> **Directions**
Count the lines in the records below that contain the string "reflective", with case mattering, and reply with only the number.

> **Data entries**

*****

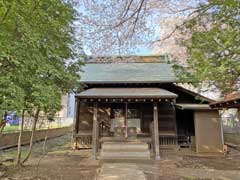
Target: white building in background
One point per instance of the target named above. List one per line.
(66, 115)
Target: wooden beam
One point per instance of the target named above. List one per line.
(156, 133)
(75, 124)
(95, 131)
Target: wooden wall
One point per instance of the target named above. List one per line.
(166, 118)
(208, 131)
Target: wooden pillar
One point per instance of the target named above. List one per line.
(126, 123)
(155, 129)
(238, 116)
(75, 124)
(95, 131)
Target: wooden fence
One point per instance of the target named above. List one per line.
(8, 140)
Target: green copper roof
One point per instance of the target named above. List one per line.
(126, 93)
(128, 73)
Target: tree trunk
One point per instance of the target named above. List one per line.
(3, 123)
(20, 140)
(45, 140)
(32, 136)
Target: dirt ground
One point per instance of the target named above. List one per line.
(63, 164)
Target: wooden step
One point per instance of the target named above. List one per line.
(125, 150)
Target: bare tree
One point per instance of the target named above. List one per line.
(121, 27)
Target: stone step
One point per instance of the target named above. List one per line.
(124, 150)
(125, 155)
(124, 146)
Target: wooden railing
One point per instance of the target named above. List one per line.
(84, 140)
(167, 140)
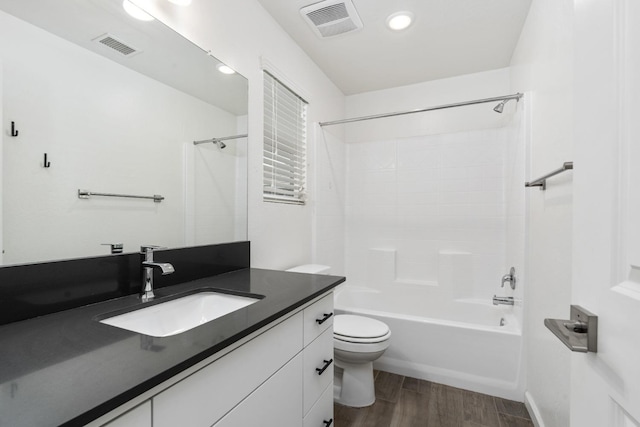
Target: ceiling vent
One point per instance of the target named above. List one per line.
(117, 45)
(330, 18)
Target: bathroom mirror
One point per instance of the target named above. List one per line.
(95, 100)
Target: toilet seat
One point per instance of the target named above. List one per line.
(358, 329)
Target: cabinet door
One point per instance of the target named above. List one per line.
(321, 415)
(276, 403)
(140, 416)
(318, 368)
(203, 398)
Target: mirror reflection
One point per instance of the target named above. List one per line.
(115, 104)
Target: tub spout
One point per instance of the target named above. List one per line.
(502, 300)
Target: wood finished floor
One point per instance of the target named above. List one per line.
(408, 402)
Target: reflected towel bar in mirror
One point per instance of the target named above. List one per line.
(85, 194)
(217, 140)
(542, 181)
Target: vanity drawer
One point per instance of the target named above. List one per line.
(317, 318)
(321, 415)
(205, 396)
(275, 403)
(317, 368)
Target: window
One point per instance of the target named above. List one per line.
(285, 140)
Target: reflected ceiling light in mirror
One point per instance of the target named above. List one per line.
(225, 69)
(136, 12)
(400, 20)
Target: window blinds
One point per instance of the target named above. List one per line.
(285, 138)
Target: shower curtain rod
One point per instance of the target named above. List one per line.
(516, 96)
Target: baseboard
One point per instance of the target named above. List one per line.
(533, 410)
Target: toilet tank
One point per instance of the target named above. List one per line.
(311, 269)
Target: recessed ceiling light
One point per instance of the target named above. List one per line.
(399, 20)
(225, 69)
(136, 12)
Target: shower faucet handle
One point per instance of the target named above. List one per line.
(510, 277)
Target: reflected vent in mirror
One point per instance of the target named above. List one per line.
(332, 17)
(119, 46)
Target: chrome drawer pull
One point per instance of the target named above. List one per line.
(324, 319)
(324, 368)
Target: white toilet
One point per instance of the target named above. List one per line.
(357, 342)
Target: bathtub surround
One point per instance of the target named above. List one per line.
(434, 213)
(413, 200)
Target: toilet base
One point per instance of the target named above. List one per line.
(353, 384)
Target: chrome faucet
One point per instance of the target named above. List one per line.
(147, 271)
(502, 300)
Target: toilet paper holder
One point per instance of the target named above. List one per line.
(579, 333)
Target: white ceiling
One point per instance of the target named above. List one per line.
(448, 38)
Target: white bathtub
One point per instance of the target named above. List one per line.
(455, 342)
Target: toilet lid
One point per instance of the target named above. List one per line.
(350, 326)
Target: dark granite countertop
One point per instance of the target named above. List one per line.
(67, 368)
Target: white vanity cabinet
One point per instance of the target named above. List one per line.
(140, 416)
(281, 377)
(318, 363)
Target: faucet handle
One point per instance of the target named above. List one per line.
(509, 277)
(150, 248)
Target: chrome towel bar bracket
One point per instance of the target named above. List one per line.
(542, 181)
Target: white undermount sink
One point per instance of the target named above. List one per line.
(181, 314)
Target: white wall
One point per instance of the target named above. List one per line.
(241, 33)
(487, 84)
(105, 128)
(542, 64)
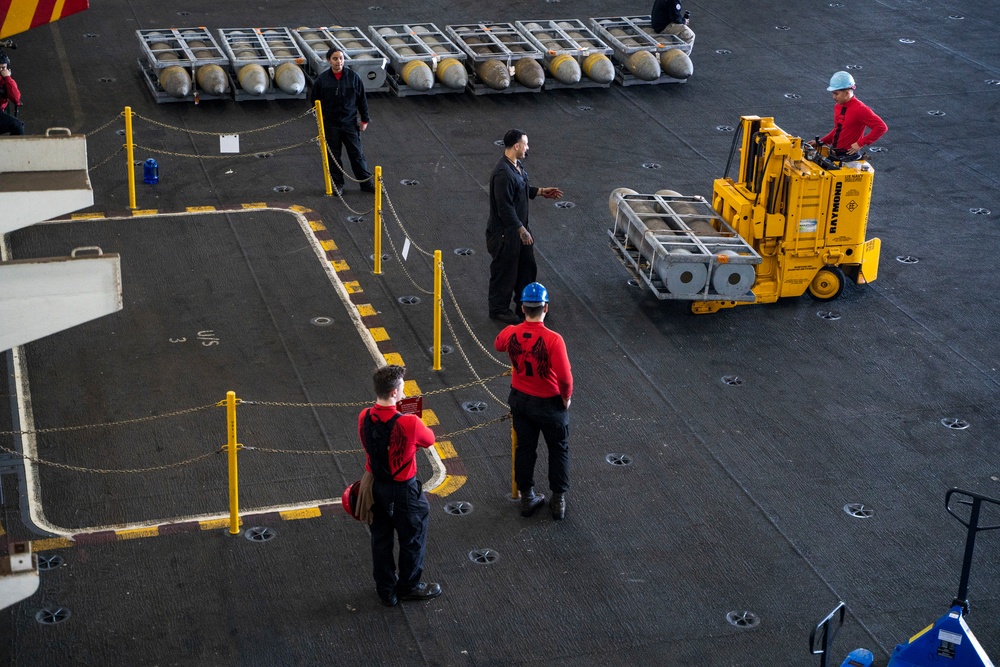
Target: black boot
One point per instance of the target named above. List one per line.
(530, 501)
(558, 506)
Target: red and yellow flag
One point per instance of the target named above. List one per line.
(20, 15)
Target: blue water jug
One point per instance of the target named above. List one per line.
(150, 171)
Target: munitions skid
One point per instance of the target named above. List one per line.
(360, 54)
(681, 248)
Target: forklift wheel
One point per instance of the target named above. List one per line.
(828, 284)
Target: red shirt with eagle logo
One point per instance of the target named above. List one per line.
(538, 355)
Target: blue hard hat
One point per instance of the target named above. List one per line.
(534, 293)
(841, 81)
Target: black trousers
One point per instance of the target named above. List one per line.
(399, 510)
(531, 416)
(512, 268)
(340, 137)
(9, 124)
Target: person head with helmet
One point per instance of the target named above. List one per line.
(851, 119)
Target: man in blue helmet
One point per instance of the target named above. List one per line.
(507, 237)
(851, 117)
(540, 391)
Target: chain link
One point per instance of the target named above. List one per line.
(308, 112)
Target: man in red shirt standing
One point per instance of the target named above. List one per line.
(540, 392)
(390, 440)
(850, 118)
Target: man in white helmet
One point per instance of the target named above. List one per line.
(851, 117)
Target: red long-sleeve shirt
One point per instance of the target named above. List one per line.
(538, 355)
(407, 434)
(852, 118)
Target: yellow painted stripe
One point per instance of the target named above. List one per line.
(445, 449)
(133, 533)
(451, 484)
(306, 513)
(51, 543)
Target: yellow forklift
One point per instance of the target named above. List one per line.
(793, 220)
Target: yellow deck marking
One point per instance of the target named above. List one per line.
(133, 533)
(305, 513)
(451, 484)
(51, 543)
(445, 449)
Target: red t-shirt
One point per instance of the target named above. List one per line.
(538, 355)
(852, 118)
(407, 434)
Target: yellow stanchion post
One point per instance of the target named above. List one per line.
(513, 452)
(322, 149)
(130, 156)
(231, 447)
(438, 266)
(378, 221)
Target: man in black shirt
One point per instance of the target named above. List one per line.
(345, 112)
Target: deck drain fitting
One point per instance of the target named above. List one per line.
(260, 534)
(50, 562)
(484, 556)
(618, 459)
(859, 511)
(52, 615)
(458, 508)
(743, 619)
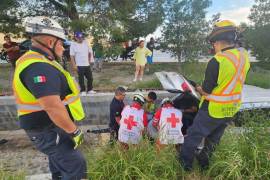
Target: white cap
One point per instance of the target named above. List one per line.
(44, 25)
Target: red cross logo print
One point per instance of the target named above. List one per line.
(130, 122)
(173, 120)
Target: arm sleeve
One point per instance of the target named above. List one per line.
(156, 117)
(145, 119)
(72, 50)
(211, 76)
(135, 54)
(148, 52)
(41, 80)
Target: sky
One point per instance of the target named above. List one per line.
(234, 10)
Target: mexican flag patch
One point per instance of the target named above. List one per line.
(39, 79)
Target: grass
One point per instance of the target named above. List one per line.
(5, 175)
(240, 155)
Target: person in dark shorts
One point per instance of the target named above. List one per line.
(116, 107)
(12, 50)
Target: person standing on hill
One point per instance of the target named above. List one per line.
(81, 57)
(150, 45)
(48, 100)
(12, 49)
(221, 95)
(140, 60)
(98, 55)
(116, 107)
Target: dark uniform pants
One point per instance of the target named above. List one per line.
(85, 71)
(64, 162)
(206, 127)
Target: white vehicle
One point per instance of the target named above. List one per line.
(253, 98)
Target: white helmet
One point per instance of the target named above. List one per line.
(165, 100)
(138, 97)
(44, 25)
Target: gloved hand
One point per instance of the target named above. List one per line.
(77, 137)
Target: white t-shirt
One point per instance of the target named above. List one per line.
(81, 52)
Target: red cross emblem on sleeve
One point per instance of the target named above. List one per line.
(130, 122)
(173, 120)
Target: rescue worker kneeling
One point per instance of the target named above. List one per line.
(133, 122)
(168, 121)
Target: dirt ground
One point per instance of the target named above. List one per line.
(111, 76)
(18, 154)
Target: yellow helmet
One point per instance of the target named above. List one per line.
(223, 31)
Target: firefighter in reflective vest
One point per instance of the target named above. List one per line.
(133, 122)
(221, 94)
(48, 100)
(168, 121)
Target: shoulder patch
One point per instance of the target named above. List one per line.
(39, 79)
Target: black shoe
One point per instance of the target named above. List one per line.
(3, 141)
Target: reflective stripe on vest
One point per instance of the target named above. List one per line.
(27, 103)
(226, 95)
(37, 107)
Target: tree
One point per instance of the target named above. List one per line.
(185, 28)
(260, 13)
(120, 20)
(9, 16)
(257, 36)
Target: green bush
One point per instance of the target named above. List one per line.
(241, 155)
(141, 162)
(5, 175)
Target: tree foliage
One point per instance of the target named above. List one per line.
(9, 16)
(258, 38)
(185, 28)
(260, 13)
(116, 19)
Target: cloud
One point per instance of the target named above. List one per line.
(236, 15)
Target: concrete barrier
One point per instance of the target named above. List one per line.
(96, 109)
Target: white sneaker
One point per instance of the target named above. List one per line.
(91, 92)
(83, 93)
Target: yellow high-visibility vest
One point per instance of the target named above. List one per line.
(225, 99)
(27, 103)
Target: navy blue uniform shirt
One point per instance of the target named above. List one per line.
(42, 79)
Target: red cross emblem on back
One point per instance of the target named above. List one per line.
(173, 120)
(130, 122)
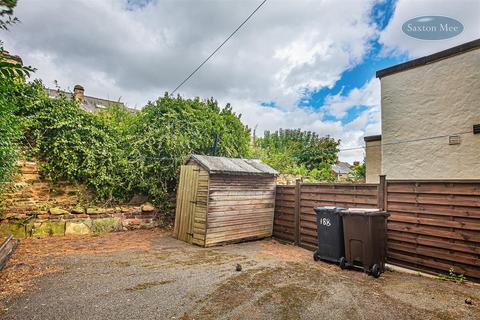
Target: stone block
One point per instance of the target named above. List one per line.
(148, 207)
(42, 229)
(78, 210)
(103, 225)
(16, 229)
(82, 227)
(95, 211)
(58, 211)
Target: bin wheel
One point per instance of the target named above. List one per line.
(375, 271)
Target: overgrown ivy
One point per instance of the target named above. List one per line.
(116, 153)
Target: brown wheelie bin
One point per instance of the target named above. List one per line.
(365, 236)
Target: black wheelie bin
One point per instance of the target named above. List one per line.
(330, 236)
(365, 237)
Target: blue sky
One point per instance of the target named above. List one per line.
(296, 64)
(361, 73)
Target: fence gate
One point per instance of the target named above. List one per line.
(186, 198)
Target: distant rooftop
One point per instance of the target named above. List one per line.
(341, 168)
(234, 166)
(88, 103)
(472, 45)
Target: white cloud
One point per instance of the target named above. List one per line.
(368, 95)
(288, 48)
(396, 42)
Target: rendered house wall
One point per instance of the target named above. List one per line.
(436, 99)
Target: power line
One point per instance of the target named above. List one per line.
(218, 48)
(325, 151)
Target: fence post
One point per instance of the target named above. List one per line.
(382, 193)
(298, 185)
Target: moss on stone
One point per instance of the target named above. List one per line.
(42, 229)
(58, 211)
(103, 225)
(78, 227)
(16, 229)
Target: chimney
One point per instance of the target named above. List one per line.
(78, 93)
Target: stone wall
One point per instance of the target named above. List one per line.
(35, 207)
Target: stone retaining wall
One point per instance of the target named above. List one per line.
(35, 207)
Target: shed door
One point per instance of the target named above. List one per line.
(186, 198)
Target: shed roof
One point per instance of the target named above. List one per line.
(234, 166)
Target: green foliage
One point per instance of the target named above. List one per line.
(170, 129)
(299, 152)
(118, 153)
(10, 129)
(73, 145)
(452, 276)
(10, 69)
(358, 172)
(6, 12)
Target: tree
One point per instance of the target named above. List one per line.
(358, 172)
(170, 129)
(298, 152)
(10, 68)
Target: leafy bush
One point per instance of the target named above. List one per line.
(299, 152)
(118, 153)
(10, 129)
(170, 129)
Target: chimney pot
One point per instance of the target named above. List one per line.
(78, 93)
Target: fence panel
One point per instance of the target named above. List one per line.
(287, 208)
(284, 217)
(434, 225)
(330, 194)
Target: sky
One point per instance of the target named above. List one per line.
(306, 64)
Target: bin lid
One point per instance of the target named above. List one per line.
(327, 208)
(364, 212)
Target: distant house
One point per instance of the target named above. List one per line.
(341, 170)
(430, 118)
(7, 57)
(88, 103)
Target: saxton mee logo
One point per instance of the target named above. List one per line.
(432, 27)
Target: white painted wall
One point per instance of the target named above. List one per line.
(436, 99)
(373, 161)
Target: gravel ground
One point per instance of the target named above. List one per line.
(149, 275)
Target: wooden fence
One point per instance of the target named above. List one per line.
(295, 219)
(433, 225)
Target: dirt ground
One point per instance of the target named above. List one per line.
(149, 275)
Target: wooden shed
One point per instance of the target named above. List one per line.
(224, 200)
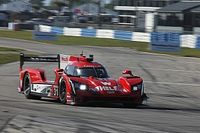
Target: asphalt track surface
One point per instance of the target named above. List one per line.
(172, 83)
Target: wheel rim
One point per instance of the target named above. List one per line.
(62, 92)
(27, 86)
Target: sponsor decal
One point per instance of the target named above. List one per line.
(106, 88)
(41, 88)
(106, 83)
(64, 58)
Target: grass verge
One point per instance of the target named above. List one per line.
(69, 40)
(8, 55)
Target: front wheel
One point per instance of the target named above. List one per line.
(27, 88)
(62, 92)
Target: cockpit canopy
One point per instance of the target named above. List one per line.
(97, 72)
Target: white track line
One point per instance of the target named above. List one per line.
(172, 83)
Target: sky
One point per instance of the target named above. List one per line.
(48, 1)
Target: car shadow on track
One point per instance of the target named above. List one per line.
(121, 106)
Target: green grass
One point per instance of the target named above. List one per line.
(69, 40)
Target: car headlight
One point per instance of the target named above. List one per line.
(79, 86)
(83, 87)
(135, 88)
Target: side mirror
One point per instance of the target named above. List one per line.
(126, 71)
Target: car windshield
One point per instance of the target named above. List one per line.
(98, 72)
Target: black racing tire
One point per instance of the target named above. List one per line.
(62, 92)
(27, 88)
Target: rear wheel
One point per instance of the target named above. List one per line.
(62, 92)
(27, 88)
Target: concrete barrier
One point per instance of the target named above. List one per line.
(189, 41)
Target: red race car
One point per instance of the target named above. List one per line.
(78, 80)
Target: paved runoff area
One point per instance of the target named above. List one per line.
(172, 83)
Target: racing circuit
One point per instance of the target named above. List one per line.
(172, 83)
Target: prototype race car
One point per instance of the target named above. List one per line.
(78, 80)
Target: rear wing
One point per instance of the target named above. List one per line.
(59, 58)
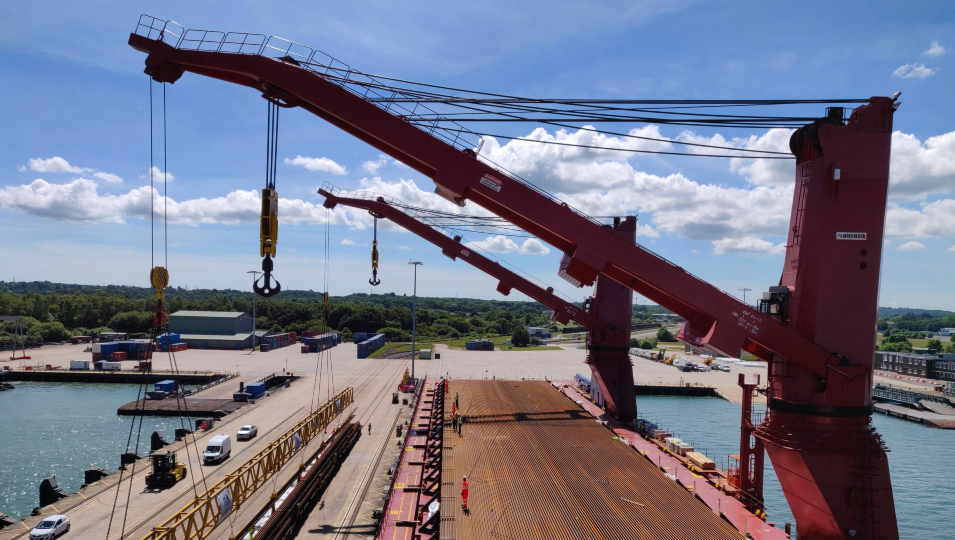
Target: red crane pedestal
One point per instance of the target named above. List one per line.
(749, 479)
(609, 359)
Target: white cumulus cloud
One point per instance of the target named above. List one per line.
(53, 165)
(109, 178)
(747, 244)
(913, 71)
(934, 50)
(322, 164)
(918, 169)
(496, 244)
(160, 177)
(79, 201)
(533, 246)
(929, 220)
(371, 167)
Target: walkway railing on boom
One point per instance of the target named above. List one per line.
(359, 83)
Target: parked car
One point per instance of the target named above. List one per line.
(51, 527)
(246, 432)
(218, 449)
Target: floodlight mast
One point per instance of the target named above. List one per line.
(816, 328)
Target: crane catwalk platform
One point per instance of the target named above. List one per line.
(538, 466)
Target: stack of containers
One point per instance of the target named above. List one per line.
(319, 342)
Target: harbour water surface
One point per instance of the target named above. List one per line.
(63, 429)
(918, 460)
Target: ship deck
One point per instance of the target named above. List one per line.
(540, 467)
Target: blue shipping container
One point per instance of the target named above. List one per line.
(255, 389)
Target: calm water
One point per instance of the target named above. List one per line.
(919, 458)
(63, 429)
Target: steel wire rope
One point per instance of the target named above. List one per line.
(597, 104)
(753, 122)
(165, 181)
(630, 150)
(640, 137)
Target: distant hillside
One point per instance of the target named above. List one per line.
(892, 312)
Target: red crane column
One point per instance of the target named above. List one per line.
(829, 459)
(609, 360)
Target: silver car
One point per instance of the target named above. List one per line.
(51, 527)
(246, 432)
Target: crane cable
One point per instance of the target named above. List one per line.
(269, 222)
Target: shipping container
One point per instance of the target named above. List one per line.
(256, 390)
(369, 346)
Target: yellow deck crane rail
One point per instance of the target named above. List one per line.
(199, 518)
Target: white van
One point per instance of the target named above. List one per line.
(218, 449)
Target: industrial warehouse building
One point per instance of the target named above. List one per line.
(214, 329)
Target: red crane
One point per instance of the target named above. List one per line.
(816, 328)
(608, 343)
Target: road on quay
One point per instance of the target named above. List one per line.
(274, 415)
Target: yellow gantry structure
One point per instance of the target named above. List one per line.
(199, 518)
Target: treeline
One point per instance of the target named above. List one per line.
(924, 321)
(55, 311)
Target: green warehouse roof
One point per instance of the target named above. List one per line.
(222, 314)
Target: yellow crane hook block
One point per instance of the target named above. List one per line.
(269, 224)
(159, 279)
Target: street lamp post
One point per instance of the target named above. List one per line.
(255, 274)
(414, 316)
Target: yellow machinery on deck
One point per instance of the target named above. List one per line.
(166, 471)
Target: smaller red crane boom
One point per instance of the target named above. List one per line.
(507, 280)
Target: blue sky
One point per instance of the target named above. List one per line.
(75, 91)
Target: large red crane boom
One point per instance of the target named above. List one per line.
(816, 328)
(608, 343)
(564, 311)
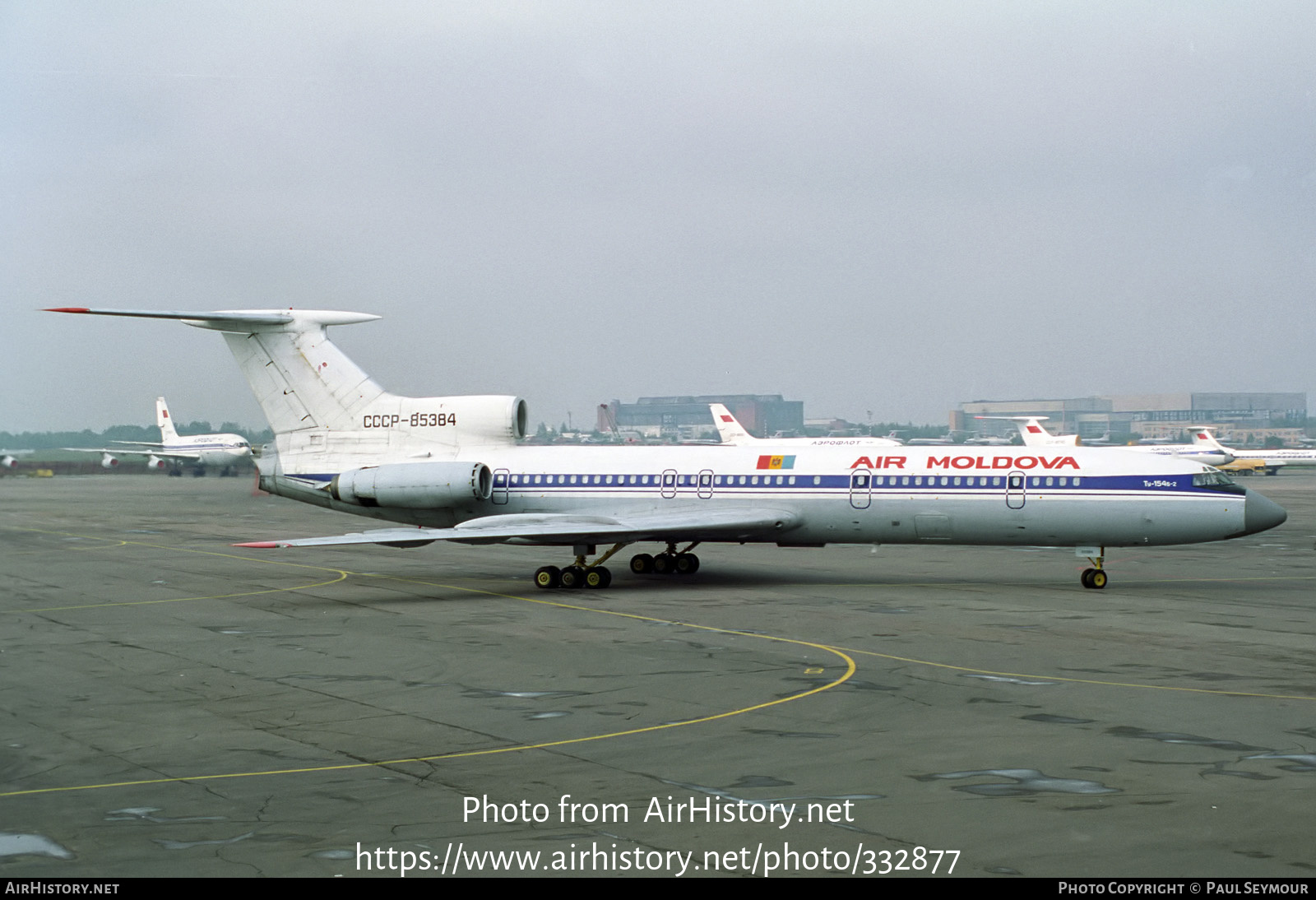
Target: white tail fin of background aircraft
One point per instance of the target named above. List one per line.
(164, 423)
(1035, 436)
(728, 427)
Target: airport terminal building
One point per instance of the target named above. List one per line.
(1240, 417)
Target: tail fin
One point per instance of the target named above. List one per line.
(164, 423)
(1203, 436)
(728, 427)
(300, 379)
(304, 383)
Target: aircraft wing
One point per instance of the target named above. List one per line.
(572, 529)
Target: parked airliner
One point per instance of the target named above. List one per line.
(1274, 459)
(732, 434)
(203, 452)
(10, 458)
(1203, 449)
(453, 469)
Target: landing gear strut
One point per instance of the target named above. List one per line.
(579, 574)
(1094, 578)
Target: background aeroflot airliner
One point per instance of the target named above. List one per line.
(201, 450)
(452, 469)
(1204, 448)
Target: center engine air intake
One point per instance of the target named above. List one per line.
(414, 485)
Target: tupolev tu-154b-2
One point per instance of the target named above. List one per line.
(456, 469)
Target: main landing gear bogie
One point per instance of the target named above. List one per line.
(1094, 578)
(665, 564)
(596, 577)
(572, 577)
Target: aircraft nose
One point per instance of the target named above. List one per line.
(1261, 513)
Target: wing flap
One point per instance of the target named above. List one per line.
(569, 529)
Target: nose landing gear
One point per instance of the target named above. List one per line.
(1094, 578)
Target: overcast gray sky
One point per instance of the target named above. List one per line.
(886, 206)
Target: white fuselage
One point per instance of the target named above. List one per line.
(852, 495)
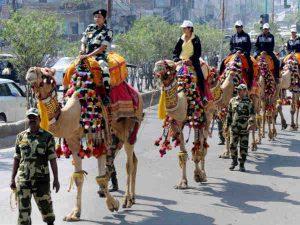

*****

> **Response**
2